* VOTRE MISSION:
• A. D'après l'extrait sur les jobs à la con, quelle semaine de travail avait-on prévue en 1933 grâce à la technologie ?
• B. Rédigez la suite de l'extrait sur les jobs à la con en partant de sa dernière phrase.

* EXTRAIT À LIRE:
■ ■ ■ ■ ■ ■ ■

Découvrez le phénomène des jobs à la con, qui représentent la majorité des jobs modernes, remplis de tâches inutiles et vides de sens. David Graeber nous explique dans son livre l’origine de ce phénomène et ses conséquences.
Je vous mets ici mes notes tirées directement du livre. Cet ouvrage est définitivement l’un de mes livres préférés. Je vous le recommande vivement en faisant attention: une fois la pilule rouge avalée, il n’y a plus de retour en arrière.
Avant propos
David Graeber est docteur en anthropologie et économiste. Il avait tout d’abord écrit un article à propos des jobs à la con, les « bullshit jobs », article qui a été traduit partout dans le monde. Il a reçu plusieurs centaines de témoignages de personnes qui se retrouvaient dans son article. Il a alors décidé d’approfondir ses recherches et de compiler plusieurs témoignages dans cet ouvrage.
Introduction
En 1933, John Haynard Keynes avait prévu qu’avec la technologie, on puisse instaurer une semaine de travail de 15h. C’est finalement l’inverse qui s’est produit. Suite au consumérisme, entre moins d’heures passées à travailler et plus de jouets de plaisir, nous avons choisi collectivement la deuxième option.
Durant le 20e siècle, le nombre de « professions intellectuelles » est passé d’un quart à trois quarts. Il s’agit des services financiers, de télémarketing, du droit des affaires, de l’administration universitaire, des ressources humaines et des relations publiques. Ceci a augmenté tous les emplois de supports administratifs, techniques, de sécurité et d’industries auxiliaires.
Les entreprises réduisent leurs coûts, licencient et augmentent la cadence des gens qui sont réellement là pour fabriquer, réparer, transporter. Le nombre de grattes papier gonfle tandis que les salariés travaillent plus.

■ ■ ■ ■ ■ ■ ■

* DONNÉES AFFICHÉES:
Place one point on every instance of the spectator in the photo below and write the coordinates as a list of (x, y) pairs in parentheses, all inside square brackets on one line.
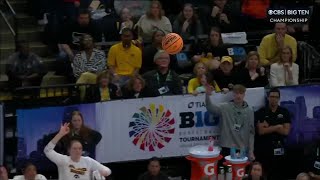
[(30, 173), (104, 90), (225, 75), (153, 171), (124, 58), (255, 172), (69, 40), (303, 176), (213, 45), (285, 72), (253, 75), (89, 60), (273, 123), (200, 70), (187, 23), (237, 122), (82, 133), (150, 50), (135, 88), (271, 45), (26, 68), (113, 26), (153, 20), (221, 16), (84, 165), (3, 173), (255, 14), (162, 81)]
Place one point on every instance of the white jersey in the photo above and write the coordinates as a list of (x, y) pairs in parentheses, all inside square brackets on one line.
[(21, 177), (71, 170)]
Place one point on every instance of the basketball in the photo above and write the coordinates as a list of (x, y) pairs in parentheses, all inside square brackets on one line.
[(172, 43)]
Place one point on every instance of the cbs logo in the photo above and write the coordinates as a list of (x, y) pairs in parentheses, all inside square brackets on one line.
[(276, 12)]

■ ■ ■ ■ ■ ■ ■

* TÂCHES RÉSOLUES:
• A. Une semaine de travail de 15 heures.

• B.
Le travail devient une fin en soi et ceux qui ne travaillent pas plus dur qu’ils ne le souhaiteraient, parce que leur job ne leur procure aucun sens, ceux-là nous apparaissent comme mauvais, indignes de l’amour de la communauté.
1. Qu’est-ce qu’un job à la con?
La définition: c’est une forme d’emploi rémunéré qui est si totalement inutile, superflu ou néfaste que même le salarié ne parvient pas à justifier son existence, bien qu’il se sente obligé, pour honorer les termes de son contrat, de faire croire qu’il n’en est rien.
Suite à une étude aux Pays-Bas, 40% des gens sont convaincus que leur job est inutile. Si, dans une profession donnée, une majorité de personnes pensent en leur for intérieur que leur boulot n’a aucune valeur sociale, on doit faire l’hypothèse qu’elles sont raison.
Un job à la con est différent d’un job de merde, car un job à la con peut se vivre dans un environnement agréable contrairement au job de merde.
« La pire torture est de forcer quelqu’un à exécuter une tâche sans fin qui ne rime à rien tel le détenu qui déplace un tas de pierres à un endroit puis doit les remettre à l’endroit initial, et ceci en boucle. » – Dostoïevski
Chapitre 2 : les différents types de jobs à la con
1 Les larbins : les domestiques, serviteurs, individus avec des tâches mineures qui rendent quelqu’un d’autre important aux yeux de ce supérieur ou des autres.
Pour être considérée sérieusement, une entreprise doit avoir au minimum 3 niveaux de commandements, sans cela on vous regarde comme une sorte de collectif hippie.
2 Les porte-flingues : considéré par la personne comme un job manipulateur et agressif (télévendeur, marketing, relation publique, publicité) qui crée la demande par tromperie ou agressivité. Ils sont nuisibles.
3 Les rafistoleurs : ils règlent les problèmes qui ne devraient pas exister ou occupent des tâches que personne n’a pris la peine de corriger ou d’automatiser
4 Les cocheurs de case : ils permettent à u ne organisation de prétendre faire quelque chose qu’en réalité, elle ne fait pas.
5 Les petits chefs : ils ne font qu’assigner des tâches à d’autres, génèrent des tâches à la con voire créent de nouveaux jobs à la con (ex : les managers intermédiaires)
Chapitre 3 : Pourquoi le job à la con rend malheureux ?
La liberté, c’est de pouvoir inventer des trucs juste pour se confirmer qu’on est capable de le faire. Si jouer à faire semblant est la plus pure manifestation de la libération humaine, être contraint de simuler le travail est la plus pure manifestation de son absence.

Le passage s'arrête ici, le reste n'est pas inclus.